* _Passage_:
───
# Seems llike there is some kind of flow going on



## Robbin (May 26, 2013)

typhoontx said:


> I Checked my 2 hives the other day, I was expecting to find them low on stores since its been hot and very sparse rainfall during the last couple of months as usual.
> I found both hives were building out new comb and filling it fast as they were building it. I guess maybe its broomweed or goldenrod season ? .But I don't see much of anything around blooming other than crepe myrtle trees


My goldenrod is booming in NW Florida


----------



## e-spice (Sep 21, 2013)

There's still an extremely good goldenrod flow here in East Tennessee. Possibly other flows mixed in too but I can smell goldenrod for sure.


----------



## mgstei1 (Jan 11, 2014)

Your area should be seeing Goldenrod right now. Its just starting to bloom here between Houston-Galveston and the aroma always lets me know and always has the last 50 years.
Lots of pollen and nectar so enjoy it all and then when its over treat for mites.


----------



## LKBruns (Jul 12, 2014)

A quick question regarding feeding 2:1. This is my first year beekeeping. My hives have very little stored. I have had 1:1 sugar on them since I installed these packages. I have thrown out more sugar syrup than the bees have taken.

the recommendation is to feed 2:1 this time a year so last week I put 2:1 in all my hives. The bees have not taken any of it in the last week. The jars are still full. I am in south central Texas. The goldenrod is blooming and there are a ton of white and yellow flowers. I assumed that since we have not had any rain in 3 months that the bees weren't getting nectar. My last hive inspection they all still had brood and larvae.

Is it safe to assume that since they aren't taking syrup from the jar feeders that they are getting nectar naturally OR should I consider open feeding so more bees have access to the syrup.

I was told the bees cannot put on "hive weight" with jar feeders because not enough bees can feed at one time. Any recommendations?


----------



## rookie2531 (Jul 28, 2014)

Add more bigger jars with a lot more holes or use bucket.


----------
───
* _Data listing_:
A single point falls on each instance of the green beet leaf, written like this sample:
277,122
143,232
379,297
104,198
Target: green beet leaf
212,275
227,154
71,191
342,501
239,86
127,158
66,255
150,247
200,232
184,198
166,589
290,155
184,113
───
Rewrite the beekeeping thread from "I was told the" up to and including "or use bucket.", putting "pail" wherever "bucket" appears. The records have nothing to do with the beekeeping thread.

I was told the bees cannot put on "hive weight" with jar feeders because not enough bees can feed at one time. Any recommendations?


----------



## rookie2531 (Jul 28, 2014)

Add more bigger jars with a lot more holes or use pail.